The problem was that they were made manually in Excel, and most of them were unique. So every couple years they’d get a bunch of smart people in a conference room, and tell them to figure out how to automate the cash flows. The first step was always to create a standard cash flow template, and convince everyone to adopt it.
Some users would adopt the new template, but most of them would say that the client didn’t like it, so they’d stop using it and the project would fall apart.
By the time I got there, there were still hundreds of unique cash flows, but then there were a few dozen that shared the same handful of templates, like a graveyard of failed attempts to automate this process.
I just made the output customizable. The reports looked the same as what the client was used to, but it saved hundreds of man hours for the users. A lot of people got laid off.
Networking standards started picking winners during the PC revolution of the 80’s and 90’s. Ethernet, with the first standards announced in 1983, ended up beating out pretty much other LAN standard at the physical layer (physical plugs, voltages and other ways of indicating signals) and the data link layer (the structure of a MAC address or an Ethernet frame). And this series of standards been improved many times over, with meta standards about how to deal with so many generations of standards through autonegotiation and backwards compatibility.
We generally expect Ethernet to just work, at the highest speeds the hardware is capable of supporting.
emacs is everything
Except fast.
It just needs a good text editor, is all.
When the standard is a big interoperability push that leverages MORE functionality as a bribe to be implemented.
This is how USB (plug & play!), Bluetooth (wireless headset!), HDMI (high def, single cable!) , and USB-C (both sides are good!) all beat the entrenched pseudo standards.
The way I see it, it’s not so much an issue of making something that’s better than the other standards. It’s really about getting your standard into actual use and hitting critical mass which makes all the other standards irrelevant.
see also: NACS (yep that’s a Tesla plug in a standards agreement)
Yeah. No standard covers all use cases. It’s just best to have one standard that makes a lot of compromises.
Email, as far as im aware there isn’t some alternative email standard (messaging services, whatsapp, signal, sms, etc do not count imo as I believe they serve a different purpose than email)
DNS, while there are alternative root servers, they still fundamentally rely on the dns protocol.
TCP/IP, when the internet was first starting, this was not the only standard in use, but now it is (to my knowledge).
I thought about this for longer than I should’ve for a comment on a random post, but this is all I could think of lol.
edit: grammar
TCP/IP isnt the only standard in use even today. UDP/IP is the other big one and there’s a few smaller protocols hanging around like utp.
TCP/IP is not the same as TCP, and UDP/IP doesn’t exist
Wat.
Lol. Dont waste peoples time in the future thanks!
You’re saying I’m wrong?
Ah, I shouldve been more clear. I didnt just mean tcp specifically, I meant IP as a whole, for an example of a competing standard see x.25.
Funny enough, that wikipedia article mentions that x.25 is still in use by the aviation industry, and after a quick search it seems it is! So I guess Im still wrong lol.
You can probably throw Ethernet in there as well then, unless there’s anyone out there rocking a Lemmy instance on token ring…
I remember token ring settings in our family Mac in the early 90s. We eventually got broadband and my carpenter dad wired the house for Ethernet in around 98. He was cool dad at the time and way more tech savvy than anyone expected.
Ipv4 vs ipv6 🫠
fair enough!
We also have I2P now.
!! i was not aware of I2P. what a wonderful network.
that’s a different layer, it’s not transport but a network protocol. it “competes” with IP
Dont think we need to make that distinction here. :) correct of course but ip vs i2p, tcp vs udp vs utp, etc are all different layers of the same domain.
Chess, there’s so many wonderful ways to play.
Also, playing cards. Every casino and basement house party uses the same 52 card deck. It’s sold in airports all over the world.

▶ [PROBLEM DESCRIPTION]: Copy the discussion of standards from "Ah, I shouldve" up to and including "fair enough!", and swap "carpenter" for "electrician". Rely only on the discussion of standards above to complete the work.

▶ [DATA RECORDS]:
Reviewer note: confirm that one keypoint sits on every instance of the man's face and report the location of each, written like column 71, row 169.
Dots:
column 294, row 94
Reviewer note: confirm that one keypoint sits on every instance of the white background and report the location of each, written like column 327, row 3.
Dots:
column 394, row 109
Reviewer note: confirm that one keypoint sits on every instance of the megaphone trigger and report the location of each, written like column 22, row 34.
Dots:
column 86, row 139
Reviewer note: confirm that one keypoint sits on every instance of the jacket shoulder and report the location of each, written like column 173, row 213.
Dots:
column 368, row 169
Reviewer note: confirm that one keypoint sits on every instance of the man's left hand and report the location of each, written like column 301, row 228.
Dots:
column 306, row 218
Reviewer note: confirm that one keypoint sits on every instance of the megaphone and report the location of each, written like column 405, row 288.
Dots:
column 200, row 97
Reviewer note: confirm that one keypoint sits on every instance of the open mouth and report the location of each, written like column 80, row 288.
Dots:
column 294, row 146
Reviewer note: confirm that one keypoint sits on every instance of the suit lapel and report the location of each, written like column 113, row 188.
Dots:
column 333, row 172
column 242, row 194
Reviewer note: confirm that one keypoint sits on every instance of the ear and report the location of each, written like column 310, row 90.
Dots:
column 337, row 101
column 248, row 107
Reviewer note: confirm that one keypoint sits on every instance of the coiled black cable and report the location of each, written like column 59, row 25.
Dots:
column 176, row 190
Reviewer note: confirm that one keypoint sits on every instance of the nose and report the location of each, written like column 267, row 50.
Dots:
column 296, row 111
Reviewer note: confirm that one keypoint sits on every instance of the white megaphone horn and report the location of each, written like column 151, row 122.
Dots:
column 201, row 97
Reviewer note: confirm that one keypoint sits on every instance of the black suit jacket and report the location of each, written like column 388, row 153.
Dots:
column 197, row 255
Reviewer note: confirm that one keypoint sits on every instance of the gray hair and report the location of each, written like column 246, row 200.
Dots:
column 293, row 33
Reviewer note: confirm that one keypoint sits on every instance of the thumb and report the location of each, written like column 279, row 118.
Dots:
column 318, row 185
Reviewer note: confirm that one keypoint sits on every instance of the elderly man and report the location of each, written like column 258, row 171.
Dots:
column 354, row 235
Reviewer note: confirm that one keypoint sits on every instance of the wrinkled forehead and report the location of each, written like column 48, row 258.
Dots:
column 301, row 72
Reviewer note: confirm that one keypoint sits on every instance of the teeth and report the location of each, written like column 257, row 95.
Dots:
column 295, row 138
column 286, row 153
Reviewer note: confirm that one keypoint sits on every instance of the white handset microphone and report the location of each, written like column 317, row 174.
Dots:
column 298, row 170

▶ [EXERCISE OUTPUT]:
Ah, I shouldve been more clear. I didnt just mean tcp specifically, I meant IP as a whole, for an example of a competing standard see x.25.
Funny enough, that wikipedia article mentions that x.25 is still in use by the aviation industry, and after a quick search it seems it is! So I guess Im still wrong lol.
You can probably throw Ethernet in there as well then, unless there’s anyone out there rocking a Lemmy instance on token ring…
I remember token ring settings in our family Mac in the early 90s. We eventually got broadband and my electrician dad wired the house for Ethernet in around 98. He was cool dad at the time and way more tech savvy than anyone expected.
Ipv4 vs ipv6 🫠
fair enough!